▶ [Work item]:
Reproduce word for word the stretch of the report on private medical colleges from "This stance made" through "allow private colleges.".

▶ [Exercise text]:
================================

CHENNAI MAY 2 . The State has till now rejected all applications for starting private medical colleges, the Director of Medical Education, C.Ravindranath, said today, on the eve of talks with medical and dental college students.

"We received only a few applications to start private colleges but rejected all of them," he said. "We have no application pending with us."

The Meenakshi Amman Medical College, however, won a Supreme Court order to run a private institution at Kancheepuram, he added.

The Government apparently rejected applications on the basis that there was no need for more medical colleges.

However, in his recent invitation for talks, the Health Minister, S.Semmalai, said the Government was ready to consider the students' demands for a hike in stipend and withdrawal of the tuition fee increase, but was non-committal on the issue of private colleges, saying only the Medical Council of India was vested with the powers of granting approval.

This stance made the agitating students hold a press meet here today to establish, citing instances, that the State Government had indeed a role in allowing or not allowing private medical colleges. The Medical and Dental College Students' Association demanded that the Government enact law to prevent private colleges coming up, and said it was also opposed to the starting of the Meenakshi Amman Medical College.

Meanwhile, the Tamil Nadu Government Doctors' Association, after a State meeting today, requested the Government to withdraw an order which sought to allow private colleges.

Extending support for the strike by the students, the association said it would endorse service postgraduates joining the protest from May 5 if the issue was not settled amicably. The association would resort to direct action after a State executive meeting on May 12, a TNGDA statement said. It also requested the IMA to support the students.

================================

▶ [Dataset records]:
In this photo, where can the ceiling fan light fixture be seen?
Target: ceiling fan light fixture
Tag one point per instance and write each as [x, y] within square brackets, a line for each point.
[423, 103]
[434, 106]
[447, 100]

================================

▶ [Result for this exercise]:
This stance made the agitating students hold a press meet here today to establish, citing instances, that the State Government had indeed a role in allowing or not allowing private medical colleges. The Medical and Dental College Students' Association demanded that the Government enact law to prevent private colleges coming up, and said it was also opposed to the starting of the Meenakshi Amman Medical College.

Meanwhile, the Tamil Nadu Government Doctors' Association, after a State meeting today, requested the Government to withdraw an order which sought to allow private colleges.